• **Set problem**: Number the lines of the items below as a list, dropping any blank lines.

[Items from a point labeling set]
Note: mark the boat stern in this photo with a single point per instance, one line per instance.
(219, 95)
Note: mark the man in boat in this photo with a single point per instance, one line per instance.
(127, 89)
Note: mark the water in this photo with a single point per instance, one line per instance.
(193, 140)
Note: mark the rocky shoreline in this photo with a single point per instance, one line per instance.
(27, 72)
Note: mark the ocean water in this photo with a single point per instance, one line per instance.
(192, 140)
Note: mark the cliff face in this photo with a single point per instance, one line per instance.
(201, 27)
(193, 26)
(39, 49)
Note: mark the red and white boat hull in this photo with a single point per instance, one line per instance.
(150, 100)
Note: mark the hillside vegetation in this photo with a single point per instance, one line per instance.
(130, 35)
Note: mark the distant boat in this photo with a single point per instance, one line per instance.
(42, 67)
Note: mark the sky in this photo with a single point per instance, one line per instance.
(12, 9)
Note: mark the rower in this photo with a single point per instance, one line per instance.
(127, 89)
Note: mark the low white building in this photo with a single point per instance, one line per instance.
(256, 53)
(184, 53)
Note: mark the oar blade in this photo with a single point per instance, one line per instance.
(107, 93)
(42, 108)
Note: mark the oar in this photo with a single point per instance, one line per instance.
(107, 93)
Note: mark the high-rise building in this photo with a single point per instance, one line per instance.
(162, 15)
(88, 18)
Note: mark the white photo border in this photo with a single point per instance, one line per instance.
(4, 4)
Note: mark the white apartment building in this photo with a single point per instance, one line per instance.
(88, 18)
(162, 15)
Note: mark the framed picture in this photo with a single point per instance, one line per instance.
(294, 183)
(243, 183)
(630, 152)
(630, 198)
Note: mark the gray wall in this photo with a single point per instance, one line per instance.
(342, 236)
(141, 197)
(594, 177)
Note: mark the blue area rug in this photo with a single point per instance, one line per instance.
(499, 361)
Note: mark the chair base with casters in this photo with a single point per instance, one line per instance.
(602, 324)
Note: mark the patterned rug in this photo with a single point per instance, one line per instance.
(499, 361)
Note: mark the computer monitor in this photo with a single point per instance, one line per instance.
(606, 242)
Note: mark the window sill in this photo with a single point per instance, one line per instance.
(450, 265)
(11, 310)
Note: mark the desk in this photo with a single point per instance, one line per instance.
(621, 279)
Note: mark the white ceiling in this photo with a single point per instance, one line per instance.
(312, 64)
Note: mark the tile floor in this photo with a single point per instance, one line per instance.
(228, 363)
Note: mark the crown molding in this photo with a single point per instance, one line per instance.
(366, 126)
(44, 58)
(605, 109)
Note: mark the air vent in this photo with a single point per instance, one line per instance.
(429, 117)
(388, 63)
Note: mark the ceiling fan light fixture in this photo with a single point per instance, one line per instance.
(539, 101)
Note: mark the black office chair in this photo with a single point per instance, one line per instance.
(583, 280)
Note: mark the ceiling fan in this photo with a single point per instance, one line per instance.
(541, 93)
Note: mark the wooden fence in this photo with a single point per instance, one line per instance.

• **Right answer**:
1. Note: mark the boat stern in this photo with a single point per instance, one line per instance.
2. (219, 95)
3. Note: mark the man in boat in this photo with a single point per instance, one line per instance.
4. (127, 89)
5. Note: mark the water in this photo with a single point per instance, one line per instance.
6. (193, 140)
7. Note: mark the rocky shoreline in this photo with a single point per instance, one line per instance.
8. (27, 72)
9. Note: mark the ocean water in this photo with a single point per instance, one line per instance.
10. (192, 140)
11. Note: mark the cliff face in this photo with a single point per instance, one line per instance.
12. (201, 27)
13. (193, 26)
14. (39, 49)
15. Note: mark the red and white boat hull in this photo with a single point per instance, one line per instance.
16. (150, 100)
17. Note: mark the hillside vegetation in this photo with a single point per instance, one line per instance.
18. (130, 35)
19. Note: mark the distant boat in this photo with a single point per instance, one line per instance.
20. (42, 67)
21. Note: mark the sky in this photo with a single point per instance, one line per instance.
22. (12, 9)
23. Note: mark the rower in this photo with a single point per instance, one line per instance.
24. (127, 89)
25. Note: mark the low white building in this photo with a single point per instance, one line per instance.
26. (256, 53)
27. (184, 53)
28. Note: mark the oar blade in this photo with a single point per instance, one line per instance.
29. (107, 93)
30. (42, 108)
31. Note: mark the oar in this photo with a single point per instance, one line per instance.
32. (107, 93)
33. Note: mark the high-rise building in this photo with a single point per instance, one line per instance.
34. (162, 15)
35. (88, 18)
36. Note: mark the white photo border in this photo with a single point per instance, one line per instance.
37. (4, 4)
38. Note: mark the white apartment building in this photo with a single point per instance, one line per instance.
39. (88, 18)
40. (162, 15)
41. Note: mark the framed picture in this photo with a single point per instance, one line per instance.
42. (294, 183)
43. (243, 183)
44. (630, 152)
45. (630, 198)
46. Note: mark the gray wall in this photo with a single point per instance, one line per instance.
47. (342, 236)
48. (141, 197)
49. (594, 177)
50. Note: mark the blue area rug in this photo with a single point per instance, one line per instance.
51. (499, 361)
52. Note: mark the chair base with casters in this photo with a single point per instance, one line per instance.
53. (602, 324)
54. Note: mark the patterned rug in this photo with a single point per instance, one line per instance.
55. (499, 361)
56. Note: mark the computer monitor in this photo with a single point per instance, one line per instance.
57. (606, 242)
58. Note: mark the window sill in this photo with a single point per instance, one line per instance.
59. (450, 265)
60. (11, 310)
61. Note: mark the desk in this photo with a single point per instance, one line per instance.
62. (621, 279)
63. Note: mark the white ceiling in this photo with a single point per instance, one line per instance.
64. (312, 64)
65. Note: mark the tile floor in this photo with a single point per instance, one line per instance.
66. (228, 363)
67. Note: mark the crown molding in this photo with a single point per instance, one line per instance.
68. (366, 126)
69. (44, 58)
70. (605, 109)
71. Note: mark the air vent in this photo with a single point per instance, one line per instance.
72. (429, 117)
73. (388, 63)
74. Note: mark the ceiling fan light fixture in this photo with a single point per instance, one line per instance.
75. (539, 101)
76. Note: mark the black office chair in this photo with a single point per instance, one line per instance.
77. (583, 280)
78. Note: mark the ceiling fan in this photo with a single point per instance, one line per instance.
79. (541, 93)
80. Note: mark the wooden fence in this photo with a single point per instance, one line per instance.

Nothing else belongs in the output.